[Records excerpted from a collection]

--------------------

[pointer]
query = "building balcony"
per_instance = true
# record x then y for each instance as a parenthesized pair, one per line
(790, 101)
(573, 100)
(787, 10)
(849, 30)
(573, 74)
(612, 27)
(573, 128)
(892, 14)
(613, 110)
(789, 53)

--------------------

Work instruction :: Nothing but an exact copy of the records belongs in the answer.

Exercise response ::
[pointer]
query = "building balcony"
per_instance = true
# record x then y for each instance as a parenthesized pair, one per line
(790, 101)
(573, 100)
(787, 10)
(849, 30)
(573, 74)
(612, 27)
(573, 128)
(892, 14)
(613, 110)
(789, 53)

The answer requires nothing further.